[Extracted information Boundary: Start]

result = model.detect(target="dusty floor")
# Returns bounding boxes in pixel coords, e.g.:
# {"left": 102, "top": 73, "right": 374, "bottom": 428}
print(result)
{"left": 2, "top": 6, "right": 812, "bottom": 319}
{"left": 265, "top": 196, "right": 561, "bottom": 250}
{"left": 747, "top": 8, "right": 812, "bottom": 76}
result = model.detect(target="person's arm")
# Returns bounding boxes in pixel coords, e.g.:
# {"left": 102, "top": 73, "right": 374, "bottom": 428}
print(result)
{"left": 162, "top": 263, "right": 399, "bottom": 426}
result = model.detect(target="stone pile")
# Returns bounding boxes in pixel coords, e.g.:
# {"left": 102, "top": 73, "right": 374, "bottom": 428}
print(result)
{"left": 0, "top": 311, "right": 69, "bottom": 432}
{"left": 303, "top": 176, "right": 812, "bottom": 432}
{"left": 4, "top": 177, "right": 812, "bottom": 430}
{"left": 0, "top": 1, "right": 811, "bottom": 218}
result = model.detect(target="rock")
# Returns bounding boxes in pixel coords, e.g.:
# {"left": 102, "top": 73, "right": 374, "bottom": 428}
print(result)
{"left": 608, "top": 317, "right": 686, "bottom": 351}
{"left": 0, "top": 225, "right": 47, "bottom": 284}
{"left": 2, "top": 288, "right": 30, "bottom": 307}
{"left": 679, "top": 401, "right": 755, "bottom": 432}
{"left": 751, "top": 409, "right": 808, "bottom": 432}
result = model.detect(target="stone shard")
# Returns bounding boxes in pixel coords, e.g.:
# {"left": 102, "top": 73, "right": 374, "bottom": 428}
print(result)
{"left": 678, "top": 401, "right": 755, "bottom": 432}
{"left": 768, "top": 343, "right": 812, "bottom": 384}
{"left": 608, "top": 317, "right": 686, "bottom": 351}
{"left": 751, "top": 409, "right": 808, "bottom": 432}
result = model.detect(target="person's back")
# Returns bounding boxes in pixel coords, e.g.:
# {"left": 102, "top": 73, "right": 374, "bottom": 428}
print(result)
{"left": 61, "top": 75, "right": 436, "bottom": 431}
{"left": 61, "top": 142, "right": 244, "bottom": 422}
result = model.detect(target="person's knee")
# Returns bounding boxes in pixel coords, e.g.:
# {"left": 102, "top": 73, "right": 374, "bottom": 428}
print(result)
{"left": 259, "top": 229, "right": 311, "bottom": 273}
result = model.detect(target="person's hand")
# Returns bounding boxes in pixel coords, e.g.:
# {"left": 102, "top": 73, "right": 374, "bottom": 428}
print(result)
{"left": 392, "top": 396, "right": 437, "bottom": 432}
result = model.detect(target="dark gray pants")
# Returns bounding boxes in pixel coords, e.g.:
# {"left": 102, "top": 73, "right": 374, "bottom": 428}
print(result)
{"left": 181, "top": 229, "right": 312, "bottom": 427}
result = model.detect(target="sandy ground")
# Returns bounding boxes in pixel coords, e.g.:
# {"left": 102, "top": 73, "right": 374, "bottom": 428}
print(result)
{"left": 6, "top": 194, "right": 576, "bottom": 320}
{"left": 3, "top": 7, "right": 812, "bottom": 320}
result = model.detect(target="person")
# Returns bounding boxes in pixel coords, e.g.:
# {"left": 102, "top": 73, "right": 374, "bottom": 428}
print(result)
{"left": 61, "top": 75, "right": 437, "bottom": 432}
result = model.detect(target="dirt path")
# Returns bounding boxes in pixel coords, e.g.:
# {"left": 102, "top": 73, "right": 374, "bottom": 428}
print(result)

[Extracted information Boundary: End]

#### Required action
Please give the number of lines in the data above that hold "person", and write nothing else.

#### Completed task
5